The task: Take the line containing "You are given a photograph. For the plant" and all lines after it to the end of the records, and output them exactly.

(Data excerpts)
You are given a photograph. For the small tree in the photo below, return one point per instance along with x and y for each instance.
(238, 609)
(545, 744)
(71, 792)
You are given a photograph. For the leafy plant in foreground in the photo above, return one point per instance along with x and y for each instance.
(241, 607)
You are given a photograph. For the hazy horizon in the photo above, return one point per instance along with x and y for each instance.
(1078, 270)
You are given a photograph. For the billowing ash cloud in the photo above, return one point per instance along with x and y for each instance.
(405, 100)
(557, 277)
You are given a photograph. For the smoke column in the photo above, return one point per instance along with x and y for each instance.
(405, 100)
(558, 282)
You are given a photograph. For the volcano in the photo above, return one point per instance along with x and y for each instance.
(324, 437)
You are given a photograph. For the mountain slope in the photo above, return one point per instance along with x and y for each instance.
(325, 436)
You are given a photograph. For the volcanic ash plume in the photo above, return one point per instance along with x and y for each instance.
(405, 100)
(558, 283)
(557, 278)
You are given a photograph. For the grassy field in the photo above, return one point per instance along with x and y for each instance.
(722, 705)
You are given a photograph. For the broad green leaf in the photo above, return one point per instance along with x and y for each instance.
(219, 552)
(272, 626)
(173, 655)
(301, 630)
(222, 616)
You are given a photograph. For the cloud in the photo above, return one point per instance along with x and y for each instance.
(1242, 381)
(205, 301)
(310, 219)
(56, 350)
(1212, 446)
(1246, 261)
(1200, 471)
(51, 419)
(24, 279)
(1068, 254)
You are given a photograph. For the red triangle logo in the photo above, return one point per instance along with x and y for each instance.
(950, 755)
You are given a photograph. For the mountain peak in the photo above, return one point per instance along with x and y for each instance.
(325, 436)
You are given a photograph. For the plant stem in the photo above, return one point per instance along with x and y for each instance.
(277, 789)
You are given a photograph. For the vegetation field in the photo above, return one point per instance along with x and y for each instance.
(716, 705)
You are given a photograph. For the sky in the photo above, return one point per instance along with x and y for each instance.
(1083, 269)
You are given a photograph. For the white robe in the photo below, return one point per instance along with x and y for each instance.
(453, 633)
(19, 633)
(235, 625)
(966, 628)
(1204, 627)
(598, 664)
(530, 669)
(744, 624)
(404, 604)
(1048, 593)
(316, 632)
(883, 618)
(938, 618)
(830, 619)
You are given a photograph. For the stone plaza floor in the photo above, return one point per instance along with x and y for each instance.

Solution below:
You are given a photograph. For the plant stem in the photo above, return one point per instance along with x and y for each instance.
(277, 789)
You are given a photograph. For the vegetation field in the photo above, return one point per instance along with x and y for each instance.
(716, 705)
You are given a photograph. For the sky in the photo above, return one point per instance along with x and y for each instance.
(1083, 269)
You are given a photograph. For the white robe in the photo below, return one point per instance along with x and y for each instance.
(453, 633)
(19, 633)
(235, 625)
(966, 628)
(1204, 627)
(598, 664)
(530, 669)
(744, 624)
(404, 604)
(1048, 593)
(316, 632)
(883, 618)
(938, 618)
(830, 619)
You are given a photograph. For the stone plaza floor in the photo above, return one point per instance along with x and y for each instance.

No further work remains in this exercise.